> **TRY IT**: Output the whole listing below. Keep it exact.
━━ RECORD SET ━━
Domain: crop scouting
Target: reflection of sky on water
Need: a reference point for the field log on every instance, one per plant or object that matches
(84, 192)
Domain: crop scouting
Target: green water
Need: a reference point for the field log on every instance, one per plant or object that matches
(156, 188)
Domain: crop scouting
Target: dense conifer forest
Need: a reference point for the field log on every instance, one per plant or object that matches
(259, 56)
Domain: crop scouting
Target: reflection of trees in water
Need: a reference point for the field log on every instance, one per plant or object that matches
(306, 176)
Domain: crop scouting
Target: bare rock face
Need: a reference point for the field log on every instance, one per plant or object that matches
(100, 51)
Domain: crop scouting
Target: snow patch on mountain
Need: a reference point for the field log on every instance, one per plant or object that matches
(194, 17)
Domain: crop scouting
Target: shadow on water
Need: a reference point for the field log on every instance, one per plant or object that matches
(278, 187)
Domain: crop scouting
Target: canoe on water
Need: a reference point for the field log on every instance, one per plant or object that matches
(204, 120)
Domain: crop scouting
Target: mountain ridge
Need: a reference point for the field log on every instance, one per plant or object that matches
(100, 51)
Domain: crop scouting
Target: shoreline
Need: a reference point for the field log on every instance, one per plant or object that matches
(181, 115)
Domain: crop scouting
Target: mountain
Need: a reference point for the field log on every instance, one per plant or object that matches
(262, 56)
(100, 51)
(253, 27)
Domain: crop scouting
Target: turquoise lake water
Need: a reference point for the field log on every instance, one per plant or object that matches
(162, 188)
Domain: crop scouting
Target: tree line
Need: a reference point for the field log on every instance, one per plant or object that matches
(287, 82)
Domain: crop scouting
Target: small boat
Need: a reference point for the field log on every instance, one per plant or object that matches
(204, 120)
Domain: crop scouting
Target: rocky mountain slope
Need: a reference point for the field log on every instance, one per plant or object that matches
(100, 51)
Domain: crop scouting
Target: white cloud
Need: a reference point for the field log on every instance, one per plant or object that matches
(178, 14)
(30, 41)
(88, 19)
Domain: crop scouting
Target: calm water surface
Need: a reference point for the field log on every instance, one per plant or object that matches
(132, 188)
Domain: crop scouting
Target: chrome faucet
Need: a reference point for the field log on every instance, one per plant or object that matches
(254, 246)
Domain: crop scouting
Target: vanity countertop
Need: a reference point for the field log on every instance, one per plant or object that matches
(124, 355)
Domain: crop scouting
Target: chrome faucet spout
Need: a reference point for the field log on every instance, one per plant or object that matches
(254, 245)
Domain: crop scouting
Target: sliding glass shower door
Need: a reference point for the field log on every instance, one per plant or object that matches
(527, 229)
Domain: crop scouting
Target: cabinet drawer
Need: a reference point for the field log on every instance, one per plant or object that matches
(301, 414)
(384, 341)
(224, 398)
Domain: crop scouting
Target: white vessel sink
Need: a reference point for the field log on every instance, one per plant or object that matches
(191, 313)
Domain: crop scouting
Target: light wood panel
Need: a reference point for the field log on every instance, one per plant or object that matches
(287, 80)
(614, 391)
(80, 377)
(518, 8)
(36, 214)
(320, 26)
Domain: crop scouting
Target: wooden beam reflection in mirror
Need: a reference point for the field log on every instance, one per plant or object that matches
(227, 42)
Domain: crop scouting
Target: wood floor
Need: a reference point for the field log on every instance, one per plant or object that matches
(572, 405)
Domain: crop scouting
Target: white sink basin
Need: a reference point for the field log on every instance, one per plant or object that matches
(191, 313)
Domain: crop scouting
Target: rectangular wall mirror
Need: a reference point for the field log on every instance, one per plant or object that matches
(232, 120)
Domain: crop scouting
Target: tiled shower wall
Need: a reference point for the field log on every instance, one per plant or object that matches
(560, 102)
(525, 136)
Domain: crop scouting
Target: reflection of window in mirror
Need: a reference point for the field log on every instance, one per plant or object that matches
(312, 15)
━━━
> **TASK OUTPUT**:
Domain: crop scouting
Target: reflection of sky on water
Need: a reference point for the field log on every instance, one per plant or object that matches
(84, 192)
Domain: crop scouting
Target: green water
Need: a reference point for the field log on every instance, one per plant or object that matches
(156, 188)
Domain: crop scouting
Target: dense conifer forest
Need: a reference point for the field log on every instance, one per plant or object that matches
(259, 56)
Domain: crop scouting
Target: reflection of trees in water
Need: a reference point for the field log on every instance, one per plant or object that matches
(306, 176)
Domain: crop scouting
Target: bare rock face
Need: a reference point for the field log on every instance, one per plant or object that matches
(100, 51)
Domain: crop scouting
Target: snow patch on mountain
Need: a reference point for the field log on every instance, one per plant or object that matches
(194, 17)
Domain: crop scouting
Target: shadow on water
Need: a reference point for the field log on every instance, one per plant or object that matches
(278, 187)
Domain: crop scouting
Target: canoe on water
Need: a reference point for the field log on every instance, one per plant or object that matches
(204, 120)
Domain: crop scouting
Target: mountain ridge
Need: a reference point for the field log on every instance, one per plant or object that matches
(100, 51)
Domain: crop scouting
Target: shoreline
Need: a reference point for the field log on every instance, one per plant or object that matches
(181, 115)
Domain: crop scouting
Target: mountain
Need: a reference point for the field log on every instance, one per plant or object that matches
(262, 56)
(100, 51)
(253, 27)
Domain: crop scouting
Target: turquoise lake water
Need: a reference point for the field log on every instance, one per plant or object that matches
(162, 188)
Domain: crop scouting
Target: tree line
Need: a reference point for the field log on every instance, one per plant or object that matches
(287, 82)
Domain: crop scouting
Target: small boat
Need: a reference point for the field log on every instance, one per plant or object that matches
(204, 120)
Domain: crop scouting
Target: rocky mountain slope
Need: a reference point for the field log on every instance, one per plant or object that matches
(100, 51)
Domain: crop scouting
Target: white cloud
Need: a reference point for the field log on every instance, one per plant or object that matches
(178, 14)
(30, 41)
(88, 19)
Domain: crop scouting
Target: calm water surface
Need: a reference point for the field log on every instance, one per plant or object that matches
(132, 188)
Domain: crop scouting
Target: chrome faucet
Need: a reference point for the field log on every instance, one per plant or object that matches
(254, 246)
Domain: crop scouting
Target: vanity countertop
Need: a reference point for the field log on every instance, one per plant or object that matches
(124, 355)
Domain: crop scouting
Target: chrome faucet spout
Need: a reference point for the field log on every instance, one per plant or object that matches
(254, 245)
Domain: crop scouting
Target: sliding glass shower door
Need: a reference point for the field log on every instance, one per plant or object that matches
(527, 229)
Domain: crop scouting
Target: cabinet drawer
Need: a reference point for the field log on every instance, one per plant or object that matches
(301, 414)
(384, 341)
(224, 398)
Domain: crop scouting
Target: white vessel sink
Need: a reference point for the field log on every instance, one per plant or object that matches
(191, 313)
Domain: crop scouting
Target: light wood panel
Need: a reference point for the field log on every instance, one per plant or object that matches
(287, 80)
(614, 391)
(80, 377)
(518, 8)
(36, 214)
(320, 26)
Domain: crop scouting
Target: wooden beam reflection in mirror
Need: a reference point for the field log on every instance, one per plant or object that matches
(227, 42)
Domain: crop scouting
Target: wood floor
Need: a reference point for the field log on every instance, one per plant or object that matches
(572, 405)
Domain: crop scouting
Target: white sink basin
Need: a reference point for the field log on every instance, one per plant or object that matches
(191, 313)
Domain: crop scouting
Target: rectangular wall mirror
Need: a reference point for the field log on every instance, one per plant or object that matches
(232, 120)
Domain: crop scouting
Target: tiled shower wall
Need: a reference point for the field log on every instance, one per plant or object that matches
(560, 102)
(525, 136)
Domain: crop scouting
Target: reflection of window in mirror
Need: a reference point for the field log on every instance, one per plant or object that matches
(312, 15)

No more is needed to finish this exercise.